Task to carry out
Copy out, line for line and unchanged, the part of the listing that opens with the line containing "For the benchmark, indicate the black glove" and closes with the line containing "point(1135, 787)".

Point placement records
►

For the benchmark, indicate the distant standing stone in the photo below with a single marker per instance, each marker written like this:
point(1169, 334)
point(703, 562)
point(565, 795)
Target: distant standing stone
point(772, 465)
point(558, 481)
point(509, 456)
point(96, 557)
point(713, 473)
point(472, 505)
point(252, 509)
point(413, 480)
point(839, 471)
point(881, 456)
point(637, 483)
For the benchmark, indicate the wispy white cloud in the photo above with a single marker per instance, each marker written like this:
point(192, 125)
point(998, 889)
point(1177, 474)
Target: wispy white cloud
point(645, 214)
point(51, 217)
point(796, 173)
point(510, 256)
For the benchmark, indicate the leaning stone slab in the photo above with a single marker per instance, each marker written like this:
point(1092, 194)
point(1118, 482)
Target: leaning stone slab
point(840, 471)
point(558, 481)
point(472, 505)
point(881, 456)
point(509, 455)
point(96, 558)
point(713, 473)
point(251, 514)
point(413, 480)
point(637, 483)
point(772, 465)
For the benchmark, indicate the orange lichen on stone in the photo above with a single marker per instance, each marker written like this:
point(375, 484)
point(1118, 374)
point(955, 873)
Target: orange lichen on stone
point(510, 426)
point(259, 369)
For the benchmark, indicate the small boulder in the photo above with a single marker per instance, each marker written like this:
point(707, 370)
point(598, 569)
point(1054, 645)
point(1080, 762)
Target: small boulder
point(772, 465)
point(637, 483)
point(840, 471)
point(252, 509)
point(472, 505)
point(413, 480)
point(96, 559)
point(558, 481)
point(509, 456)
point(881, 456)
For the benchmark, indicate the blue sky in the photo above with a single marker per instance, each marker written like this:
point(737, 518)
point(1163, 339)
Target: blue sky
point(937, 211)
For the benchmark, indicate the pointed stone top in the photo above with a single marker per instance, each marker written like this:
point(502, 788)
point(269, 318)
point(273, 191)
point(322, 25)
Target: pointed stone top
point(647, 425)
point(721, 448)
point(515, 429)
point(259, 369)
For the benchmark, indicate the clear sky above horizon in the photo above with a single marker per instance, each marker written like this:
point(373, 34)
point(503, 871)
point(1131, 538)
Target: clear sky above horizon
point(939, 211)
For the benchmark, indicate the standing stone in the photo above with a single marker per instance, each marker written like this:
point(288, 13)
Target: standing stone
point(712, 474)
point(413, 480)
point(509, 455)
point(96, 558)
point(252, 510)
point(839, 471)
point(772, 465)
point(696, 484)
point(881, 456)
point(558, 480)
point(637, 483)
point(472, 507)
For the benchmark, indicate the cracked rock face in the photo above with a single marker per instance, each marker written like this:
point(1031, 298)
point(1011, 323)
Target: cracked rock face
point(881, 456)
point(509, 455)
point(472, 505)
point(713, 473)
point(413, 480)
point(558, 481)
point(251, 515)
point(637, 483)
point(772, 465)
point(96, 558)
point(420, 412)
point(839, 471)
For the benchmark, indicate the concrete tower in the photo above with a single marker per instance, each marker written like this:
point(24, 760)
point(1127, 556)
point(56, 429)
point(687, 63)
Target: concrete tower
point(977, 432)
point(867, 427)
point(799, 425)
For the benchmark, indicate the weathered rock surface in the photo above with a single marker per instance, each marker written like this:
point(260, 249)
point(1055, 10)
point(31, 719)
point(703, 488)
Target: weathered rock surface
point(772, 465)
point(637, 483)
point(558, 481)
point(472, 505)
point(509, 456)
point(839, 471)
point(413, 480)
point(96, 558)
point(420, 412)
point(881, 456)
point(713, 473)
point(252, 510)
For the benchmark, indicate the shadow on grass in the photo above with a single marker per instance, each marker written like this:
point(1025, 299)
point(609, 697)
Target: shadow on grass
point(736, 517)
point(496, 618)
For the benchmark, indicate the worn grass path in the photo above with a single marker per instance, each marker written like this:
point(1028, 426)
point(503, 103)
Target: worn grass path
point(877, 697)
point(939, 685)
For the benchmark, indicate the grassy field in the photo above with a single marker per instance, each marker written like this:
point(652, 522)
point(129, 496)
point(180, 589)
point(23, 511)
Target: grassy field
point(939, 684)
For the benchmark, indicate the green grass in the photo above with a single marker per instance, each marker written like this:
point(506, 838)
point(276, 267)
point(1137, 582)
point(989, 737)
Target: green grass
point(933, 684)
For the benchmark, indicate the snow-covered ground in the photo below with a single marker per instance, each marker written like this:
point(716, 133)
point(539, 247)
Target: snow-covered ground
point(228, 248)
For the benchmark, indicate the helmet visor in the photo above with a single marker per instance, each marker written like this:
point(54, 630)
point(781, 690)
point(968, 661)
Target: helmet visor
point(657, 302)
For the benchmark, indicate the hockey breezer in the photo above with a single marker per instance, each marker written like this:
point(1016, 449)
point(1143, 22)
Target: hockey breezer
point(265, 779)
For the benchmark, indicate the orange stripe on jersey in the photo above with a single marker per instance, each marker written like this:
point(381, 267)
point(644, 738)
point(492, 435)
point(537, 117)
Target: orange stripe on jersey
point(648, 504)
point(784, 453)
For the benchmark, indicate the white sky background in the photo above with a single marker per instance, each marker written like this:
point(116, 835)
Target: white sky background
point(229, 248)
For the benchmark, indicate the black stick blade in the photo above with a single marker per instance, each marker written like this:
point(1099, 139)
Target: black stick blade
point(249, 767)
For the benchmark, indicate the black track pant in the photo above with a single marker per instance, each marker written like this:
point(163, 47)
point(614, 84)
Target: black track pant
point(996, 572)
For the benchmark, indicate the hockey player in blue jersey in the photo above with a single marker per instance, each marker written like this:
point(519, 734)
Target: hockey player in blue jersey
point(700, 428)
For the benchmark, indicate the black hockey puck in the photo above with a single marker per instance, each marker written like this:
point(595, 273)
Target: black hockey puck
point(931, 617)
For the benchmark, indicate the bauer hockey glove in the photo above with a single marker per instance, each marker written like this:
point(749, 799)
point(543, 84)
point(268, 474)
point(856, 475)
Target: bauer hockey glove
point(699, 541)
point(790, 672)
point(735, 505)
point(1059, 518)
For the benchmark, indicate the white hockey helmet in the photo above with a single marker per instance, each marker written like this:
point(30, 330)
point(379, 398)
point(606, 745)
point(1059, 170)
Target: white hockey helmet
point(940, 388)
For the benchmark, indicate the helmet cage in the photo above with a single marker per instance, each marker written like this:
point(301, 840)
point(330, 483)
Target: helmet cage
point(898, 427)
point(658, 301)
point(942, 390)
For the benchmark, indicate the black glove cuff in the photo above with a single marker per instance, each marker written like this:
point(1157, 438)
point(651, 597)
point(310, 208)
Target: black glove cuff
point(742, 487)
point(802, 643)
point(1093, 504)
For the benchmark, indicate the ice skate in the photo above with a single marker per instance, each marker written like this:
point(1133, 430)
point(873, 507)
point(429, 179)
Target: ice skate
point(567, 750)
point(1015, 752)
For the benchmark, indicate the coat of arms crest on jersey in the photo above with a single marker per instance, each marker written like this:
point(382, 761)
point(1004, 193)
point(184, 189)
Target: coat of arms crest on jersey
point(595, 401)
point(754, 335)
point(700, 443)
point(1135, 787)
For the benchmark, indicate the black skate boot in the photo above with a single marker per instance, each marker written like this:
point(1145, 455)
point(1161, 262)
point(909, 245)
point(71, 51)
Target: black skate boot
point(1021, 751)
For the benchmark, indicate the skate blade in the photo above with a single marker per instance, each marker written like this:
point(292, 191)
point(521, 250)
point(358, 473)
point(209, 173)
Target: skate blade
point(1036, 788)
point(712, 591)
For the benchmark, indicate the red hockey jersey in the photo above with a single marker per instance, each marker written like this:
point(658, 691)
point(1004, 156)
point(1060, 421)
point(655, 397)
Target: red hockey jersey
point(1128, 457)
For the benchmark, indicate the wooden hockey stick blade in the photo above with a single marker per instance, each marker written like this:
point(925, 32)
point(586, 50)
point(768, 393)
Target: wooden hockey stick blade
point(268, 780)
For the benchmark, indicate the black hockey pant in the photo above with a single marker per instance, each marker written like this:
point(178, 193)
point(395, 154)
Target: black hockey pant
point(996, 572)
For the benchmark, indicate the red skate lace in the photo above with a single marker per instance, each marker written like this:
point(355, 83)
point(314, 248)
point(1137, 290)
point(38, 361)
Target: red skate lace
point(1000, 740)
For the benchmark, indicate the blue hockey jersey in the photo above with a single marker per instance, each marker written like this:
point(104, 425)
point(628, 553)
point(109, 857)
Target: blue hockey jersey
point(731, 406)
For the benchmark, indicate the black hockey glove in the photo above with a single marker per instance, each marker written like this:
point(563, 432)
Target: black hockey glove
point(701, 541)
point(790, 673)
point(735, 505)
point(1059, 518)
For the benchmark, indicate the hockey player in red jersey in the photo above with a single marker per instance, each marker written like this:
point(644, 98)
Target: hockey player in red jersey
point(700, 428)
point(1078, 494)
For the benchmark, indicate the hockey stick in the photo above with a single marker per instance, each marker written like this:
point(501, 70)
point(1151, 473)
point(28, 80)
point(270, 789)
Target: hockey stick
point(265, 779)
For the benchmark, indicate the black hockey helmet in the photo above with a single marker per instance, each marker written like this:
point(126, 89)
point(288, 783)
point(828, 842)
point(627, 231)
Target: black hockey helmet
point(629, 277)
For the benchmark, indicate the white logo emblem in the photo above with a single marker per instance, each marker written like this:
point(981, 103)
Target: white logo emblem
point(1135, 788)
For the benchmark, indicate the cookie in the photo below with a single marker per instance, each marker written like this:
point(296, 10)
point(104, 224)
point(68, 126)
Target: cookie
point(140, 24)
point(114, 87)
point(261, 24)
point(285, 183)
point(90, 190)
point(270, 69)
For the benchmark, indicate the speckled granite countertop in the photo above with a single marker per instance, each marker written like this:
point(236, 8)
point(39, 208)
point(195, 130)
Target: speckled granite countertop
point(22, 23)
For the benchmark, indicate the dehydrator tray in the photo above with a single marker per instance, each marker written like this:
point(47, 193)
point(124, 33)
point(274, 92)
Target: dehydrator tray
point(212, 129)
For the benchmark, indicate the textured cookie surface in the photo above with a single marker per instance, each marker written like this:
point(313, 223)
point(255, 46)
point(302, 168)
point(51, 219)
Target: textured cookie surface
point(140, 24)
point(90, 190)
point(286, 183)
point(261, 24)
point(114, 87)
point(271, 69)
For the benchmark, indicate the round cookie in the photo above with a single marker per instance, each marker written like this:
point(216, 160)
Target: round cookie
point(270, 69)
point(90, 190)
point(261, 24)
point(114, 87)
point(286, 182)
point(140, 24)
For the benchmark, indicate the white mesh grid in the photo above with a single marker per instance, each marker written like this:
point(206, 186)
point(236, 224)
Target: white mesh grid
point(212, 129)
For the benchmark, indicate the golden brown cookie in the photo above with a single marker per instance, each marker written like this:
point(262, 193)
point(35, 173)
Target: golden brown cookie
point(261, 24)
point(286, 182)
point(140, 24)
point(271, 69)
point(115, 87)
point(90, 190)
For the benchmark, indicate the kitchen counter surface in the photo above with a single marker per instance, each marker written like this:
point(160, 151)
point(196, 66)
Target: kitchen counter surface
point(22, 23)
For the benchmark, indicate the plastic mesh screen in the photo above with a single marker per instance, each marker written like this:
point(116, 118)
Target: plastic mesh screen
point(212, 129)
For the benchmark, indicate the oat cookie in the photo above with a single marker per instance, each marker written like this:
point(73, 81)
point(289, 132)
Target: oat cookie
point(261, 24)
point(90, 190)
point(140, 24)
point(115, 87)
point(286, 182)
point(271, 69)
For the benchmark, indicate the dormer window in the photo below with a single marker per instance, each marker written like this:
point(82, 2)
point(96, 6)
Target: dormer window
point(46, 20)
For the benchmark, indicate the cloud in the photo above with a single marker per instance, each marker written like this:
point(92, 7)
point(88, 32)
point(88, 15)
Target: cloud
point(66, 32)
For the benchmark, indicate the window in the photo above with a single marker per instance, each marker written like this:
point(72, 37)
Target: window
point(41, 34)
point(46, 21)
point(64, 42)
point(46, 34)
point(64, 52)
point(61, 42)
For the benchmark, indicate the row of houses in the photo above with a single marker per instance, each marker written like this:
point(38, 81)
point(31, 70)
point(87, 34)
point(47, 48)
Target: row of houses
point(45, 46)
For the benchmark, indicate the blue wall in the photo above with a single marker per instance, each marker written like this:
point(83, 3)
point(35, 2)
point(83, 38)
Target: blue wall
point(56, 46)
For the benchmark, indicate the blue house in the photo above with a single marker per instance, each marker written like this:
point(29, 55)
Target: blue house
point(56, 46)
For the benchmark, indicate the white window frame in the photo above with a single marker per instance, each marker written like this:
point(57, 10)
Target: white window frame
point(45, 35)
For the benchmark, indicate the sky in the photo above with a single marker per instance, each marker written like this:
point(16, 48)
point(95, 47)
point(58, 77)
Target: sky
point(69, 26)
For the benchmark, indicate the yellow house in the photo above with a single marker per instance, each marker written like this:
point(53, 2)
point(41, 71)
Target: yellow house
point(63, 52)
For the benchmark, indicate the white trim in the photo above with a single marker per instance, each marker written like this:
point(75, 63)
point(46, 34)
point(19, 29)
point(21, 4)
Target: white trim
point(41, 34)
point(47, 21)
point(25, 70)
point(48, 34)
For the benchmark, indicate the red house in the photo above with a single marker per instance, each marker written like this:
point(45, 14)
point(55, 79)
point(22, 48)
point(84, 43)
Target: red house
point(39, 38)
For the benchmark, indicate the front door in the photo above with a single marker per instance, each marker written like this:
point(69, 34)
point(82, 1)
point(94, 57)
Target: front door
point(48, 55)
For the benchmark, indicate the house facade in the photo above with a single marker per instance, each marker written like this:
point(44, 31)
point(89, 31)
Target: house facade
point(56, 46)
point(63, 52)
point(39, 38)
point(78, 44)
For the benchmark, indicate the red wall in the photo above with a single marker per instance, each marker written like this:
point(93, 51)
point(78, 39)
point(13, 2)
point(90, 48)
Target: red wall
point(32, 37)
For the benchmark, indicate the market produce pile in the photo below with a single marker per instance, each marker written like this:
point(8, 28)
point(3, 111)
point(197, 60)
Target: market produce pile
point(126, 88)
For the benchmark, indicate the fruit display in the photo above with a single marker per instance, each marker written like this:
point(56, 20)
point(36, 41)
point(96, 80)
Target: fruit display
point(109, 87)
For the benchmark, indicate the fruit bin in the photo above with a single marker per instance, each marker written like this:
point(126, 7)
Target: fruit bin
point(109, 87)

◄

Task result
For the benchmark, indicate the black glove cuff in the photo above with a single marker per instance, each marker written like this:
point(1157, 438)
point(651, 597)
point(310, 208)
Target: black glove cuff
point(742, 487)
point(802, 643)
point(1093, 504)
For the benchmark, indicate the ice skate in the photo above with a single marker per instance, each marker written like this:
point(1133, 430)
point(873, 507)
point(429, 179)
Target: ice skate
point(567, 750)
point(1015, 752)
For the benchmark, indicate the coat of arms crest on jersey in the photo above with a single marker per instance, each marker written like this:
point(382, 761)
point(1004, 193)
point(184, 189)
Target: coat of arms crest on jersey
point(595, 401)
point(754, 335)
point(700, 443)
point(1135, 787)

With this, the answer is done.